OBJECTIVE
Swap "shrine roof eave" for "temple roof eave" in the entries starting at the beginning and ending at the line containing "<point>316,131</point>", and reproduce those lines with everything else unchanged.

EXCERPTED RECORDS
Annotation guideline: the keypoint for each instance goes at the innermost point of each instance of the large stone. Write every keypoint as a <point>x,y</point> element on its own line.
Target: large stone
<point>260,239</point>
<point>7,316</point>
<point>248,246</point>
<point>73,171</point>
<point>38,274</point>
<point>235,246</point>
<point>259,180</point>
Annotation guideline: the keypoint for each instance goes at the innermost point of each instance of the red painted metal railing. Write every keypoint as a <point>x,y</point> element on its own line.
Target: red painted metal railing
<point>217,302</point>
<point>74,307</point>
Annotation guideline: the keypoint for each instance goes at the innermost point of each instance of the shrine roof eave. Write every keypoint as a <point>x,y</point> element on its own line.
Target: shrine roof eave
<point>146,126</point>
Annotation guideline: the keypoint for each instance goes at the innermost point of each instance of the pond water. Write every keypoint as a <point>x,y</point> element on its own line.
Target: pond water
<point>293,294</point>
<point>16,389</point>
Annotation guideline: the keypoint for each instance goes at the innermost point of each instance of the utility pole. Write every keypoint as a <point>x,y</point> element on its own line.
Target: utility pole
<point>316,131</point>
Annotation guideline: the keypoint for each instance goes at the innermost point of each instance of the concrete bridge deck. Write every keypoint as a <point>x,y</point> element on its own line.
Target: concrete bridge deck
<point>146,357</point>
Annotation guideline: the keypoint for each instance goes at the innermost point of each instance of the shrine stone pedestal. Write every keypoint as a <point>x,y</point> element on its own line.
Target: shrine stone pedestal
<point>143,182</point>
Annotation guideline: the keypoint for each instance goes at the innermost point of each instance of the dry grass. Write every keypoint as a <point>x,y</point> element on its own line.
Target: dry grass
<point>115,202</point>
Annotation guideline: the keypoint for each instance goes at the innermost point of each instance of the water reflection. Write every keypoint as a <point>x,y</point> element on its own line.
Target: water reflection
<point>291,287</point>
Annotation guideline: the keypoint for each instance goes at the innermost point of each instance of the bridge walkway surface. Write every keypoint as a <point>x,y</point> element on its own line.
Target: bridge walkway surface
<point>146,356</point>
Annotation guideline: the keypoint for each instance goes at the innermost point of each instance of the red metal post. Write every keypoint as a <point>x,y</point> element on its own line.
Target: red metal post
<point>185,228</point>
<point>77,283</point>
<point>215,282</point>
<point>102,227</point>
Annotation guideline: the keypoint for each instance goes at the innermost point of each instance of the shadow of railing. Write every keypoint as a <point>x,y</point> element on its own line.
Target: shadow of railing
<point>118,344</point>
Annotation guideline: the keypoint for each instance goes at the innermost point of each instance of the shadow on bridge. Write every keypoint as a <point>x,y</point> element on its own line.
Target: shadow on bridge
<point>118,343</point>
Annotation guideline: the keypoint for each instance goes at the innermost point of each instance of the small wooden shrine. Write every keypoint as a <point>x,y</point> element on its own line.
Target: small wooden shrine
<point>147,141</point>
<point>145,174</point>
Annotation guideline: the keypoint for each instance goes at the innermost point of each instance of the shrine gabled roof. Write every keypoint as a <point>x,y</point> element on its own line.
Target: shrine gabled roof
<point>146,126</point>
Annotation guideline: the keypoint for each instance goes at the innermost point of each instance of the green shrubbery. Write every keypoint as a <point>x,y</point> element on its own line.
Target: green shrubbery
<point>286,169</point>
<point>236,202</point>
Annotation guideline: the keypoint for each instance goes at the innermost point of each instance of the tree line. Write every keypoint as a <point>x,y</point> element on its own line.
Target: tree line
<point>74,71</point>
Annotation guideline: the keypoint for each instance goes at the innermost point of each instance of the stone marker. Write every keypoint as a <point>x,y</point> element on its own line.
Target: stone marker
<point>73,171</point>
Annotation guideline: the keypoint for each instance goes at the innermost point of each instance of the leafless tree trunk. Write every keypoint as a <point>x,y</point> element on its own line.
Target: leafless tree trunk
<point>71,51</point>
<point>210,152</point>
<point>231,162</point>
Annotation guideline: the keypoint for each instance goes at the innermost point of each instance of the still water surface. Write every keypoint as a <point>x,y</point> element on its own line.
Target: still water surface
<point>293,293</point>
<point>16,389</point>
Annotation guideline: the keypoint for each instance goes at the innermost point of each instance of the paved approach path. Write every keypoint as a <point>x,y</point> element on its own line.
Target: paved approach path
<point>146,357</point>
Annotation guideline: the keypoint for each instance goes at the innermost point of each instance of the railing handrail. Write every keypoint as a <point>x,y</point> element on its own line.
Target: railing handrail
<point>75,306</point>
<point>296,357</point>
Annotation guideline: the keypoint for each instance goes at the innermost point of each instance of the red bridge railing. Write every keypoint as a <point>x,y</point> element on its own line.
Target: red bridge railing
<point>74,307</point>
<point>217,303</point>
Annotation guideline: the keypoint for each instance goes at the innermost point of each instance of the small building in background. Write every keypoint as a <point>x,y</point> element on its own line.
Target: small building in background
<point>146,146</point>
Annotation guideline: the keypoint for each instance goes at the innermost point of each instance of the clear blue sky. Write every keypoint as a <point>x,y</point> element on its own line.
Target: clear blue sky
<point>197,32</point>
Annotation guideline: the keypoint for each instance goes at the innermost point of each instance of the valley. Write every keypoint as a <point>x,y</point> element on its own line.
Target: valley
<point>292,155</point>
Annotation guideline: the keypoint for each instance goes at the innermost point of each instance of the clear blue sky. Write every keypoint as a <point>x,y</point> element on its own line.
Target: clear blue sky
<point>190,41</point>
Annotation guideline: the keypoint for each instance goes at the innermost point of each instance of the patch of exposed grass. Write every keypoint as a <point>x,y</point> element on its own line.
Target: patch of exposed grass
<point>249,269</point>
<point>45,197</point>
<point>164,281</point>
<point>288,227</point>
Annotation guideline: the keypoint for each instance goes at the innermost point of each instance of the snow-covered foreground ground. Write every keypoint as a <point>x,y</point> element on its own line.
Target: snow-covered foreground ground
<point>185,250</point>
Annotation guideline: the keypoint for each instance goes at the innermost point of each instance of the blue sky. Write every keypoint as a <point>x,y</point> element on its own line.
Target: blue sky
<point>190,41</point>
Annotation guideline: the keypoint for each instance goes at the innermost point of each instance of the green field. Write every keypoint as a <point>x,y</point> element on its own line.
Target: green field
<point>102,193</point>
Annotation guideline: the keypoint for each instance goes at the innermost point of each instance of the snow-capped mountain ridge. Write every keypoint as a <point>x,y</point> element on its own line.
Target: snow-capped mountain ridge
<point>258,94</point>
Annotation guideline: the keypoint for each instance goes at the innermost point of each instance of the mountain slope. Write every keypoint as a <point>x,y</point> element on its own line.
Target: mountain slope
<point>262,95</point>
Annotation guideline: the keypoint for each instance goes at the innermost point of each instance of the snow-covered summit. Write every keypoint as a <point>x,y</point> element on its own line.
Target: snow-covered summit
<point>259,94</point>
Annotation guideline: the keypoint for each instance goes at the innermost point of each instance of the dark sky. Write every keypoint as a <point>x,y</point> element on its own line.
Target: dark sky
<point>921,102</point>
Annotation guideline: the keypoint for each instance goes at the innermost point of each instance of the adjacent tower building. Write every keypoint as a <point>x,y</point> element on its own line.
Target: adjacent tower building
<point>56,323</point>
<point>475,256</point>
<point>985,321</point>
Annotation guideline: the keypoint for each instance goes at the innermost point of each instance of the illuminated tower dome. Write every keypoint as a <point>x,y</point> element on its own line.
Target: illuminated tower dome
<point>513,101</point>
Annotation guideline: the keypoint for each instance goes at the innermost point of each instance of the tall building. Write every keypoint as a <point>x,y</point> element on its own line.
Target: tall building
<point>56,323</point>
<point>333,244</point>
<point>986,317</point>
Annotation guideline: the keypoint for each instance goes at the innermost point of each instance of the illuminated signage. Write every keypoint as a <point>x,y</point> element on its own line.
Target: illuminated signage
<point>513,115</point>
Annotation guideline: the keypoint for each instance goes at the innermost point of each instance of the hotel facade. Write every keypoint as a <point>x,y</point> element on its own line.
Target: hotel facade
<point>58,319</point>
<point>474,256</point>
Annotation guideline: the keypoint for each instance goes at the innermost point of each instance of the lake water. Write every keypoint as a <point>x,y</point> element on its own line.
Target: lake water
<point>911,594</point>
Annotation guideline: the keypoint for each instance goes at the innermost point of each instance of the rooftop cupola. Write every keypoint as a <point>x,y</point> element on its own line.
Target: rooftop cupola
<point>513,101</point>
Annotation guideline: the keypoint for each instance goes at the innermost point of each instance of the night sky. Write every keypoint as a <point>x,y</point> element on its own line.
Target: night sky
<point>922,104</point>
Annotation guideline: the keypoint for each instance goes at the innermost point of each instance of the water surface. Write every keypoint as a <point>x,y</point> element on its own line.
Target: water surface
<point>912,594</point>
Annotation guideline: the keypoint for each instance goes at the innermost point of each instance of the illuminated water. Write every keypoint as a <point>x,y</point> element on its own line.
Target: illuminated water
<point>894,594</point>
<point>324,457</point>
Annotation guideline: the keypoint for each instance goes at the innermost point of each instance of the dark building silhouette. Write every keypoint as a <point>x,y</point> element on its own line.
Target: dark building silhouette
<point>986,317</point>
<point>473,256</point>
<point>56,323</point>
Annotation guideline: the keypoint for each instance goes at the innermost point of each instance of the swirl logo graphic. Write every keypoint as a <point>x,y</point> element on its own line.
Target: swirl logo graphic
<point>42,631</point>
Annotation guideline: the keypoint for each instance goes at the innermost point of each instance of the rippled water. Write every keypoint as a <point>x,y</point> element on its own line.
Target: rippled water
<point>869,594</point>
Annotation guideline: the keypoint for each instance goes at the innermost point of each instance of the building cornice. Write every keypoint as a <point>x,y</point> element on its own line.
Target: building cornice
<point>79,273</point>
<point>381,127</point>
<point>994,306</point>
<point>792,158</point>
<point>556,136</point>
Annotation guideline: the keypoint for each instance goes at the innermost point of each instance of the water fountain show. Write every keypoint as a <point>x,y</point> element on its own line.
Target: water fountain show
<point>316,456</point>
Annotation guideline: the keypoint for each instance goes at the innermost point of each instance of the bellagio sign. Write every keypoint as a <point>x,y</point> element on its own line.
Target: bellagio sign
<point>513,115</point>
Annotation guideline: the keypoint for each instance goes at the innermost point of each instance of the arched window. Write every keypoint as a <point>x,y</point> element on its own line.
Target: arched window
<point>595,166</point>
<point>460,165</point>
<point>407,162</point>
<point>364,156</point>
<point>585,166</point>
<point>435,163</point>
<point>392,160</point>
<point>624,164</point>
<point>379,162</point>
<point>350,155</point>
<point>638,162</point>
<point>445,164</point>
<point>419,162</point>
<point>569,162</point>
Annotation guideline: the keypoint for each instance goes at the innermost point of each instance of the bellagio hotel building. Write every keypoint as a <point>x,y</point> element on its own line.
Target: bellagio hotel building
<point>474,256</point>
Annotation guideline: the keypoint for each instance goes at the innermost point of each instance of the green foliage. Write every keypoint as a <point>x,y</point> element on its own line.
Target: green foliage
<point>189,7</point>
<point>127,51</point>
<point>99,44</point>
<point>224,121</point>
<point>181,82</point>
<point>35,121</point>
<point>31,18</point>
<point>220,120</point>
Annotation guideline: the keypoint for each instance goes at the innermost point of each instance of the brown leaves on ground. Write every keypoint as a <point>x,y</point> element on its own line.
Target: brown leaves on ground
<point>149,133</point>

RESULT OF THIS TASK
Annotation guideline: the keypoint for each instance goes at the innermost point of each instance of the large stone. Write every keypoint as a <point>x,y</point> element on its own line.
Target: large stone
<point>260,239</point>
<point>7,316</point>
<point>248,246</point>
<point>73,171</point>
<point>38,274</point>
<point>235,246</point>
<point>259,180</point>
Annotation guideline: the keypoint for each instance goes at the innermost point of each instance of the red painted metal railing. Write every keypoint as a <point>x,y</point> element on its own line.
Target: red painted metal railing
<point>217,302</point>
<point>74,307</point>
Annotation guideline: the keypoint for each instance goes at the innermost point of each instance of the temple roof eave. Write every keypoint as a <point>x,y</point> element on its own line.
Target: temple roof eave
<point>146,126</point>
Annotation guideline: the keypoint for each instance goes at the innermost point of each instance of the pond water. Write every keypoint as a <point>x,y</point> element on its own line.
Target: pond water
<point>293,294</point>
<point>16,389</point>
Annotation guideline: the keypoint for each instance goes at the innermost point of each instance of the utility pole. Write every keypoint as a <point>x,y</point> element on its own line.
Target: utility pole
<point>316,131</point>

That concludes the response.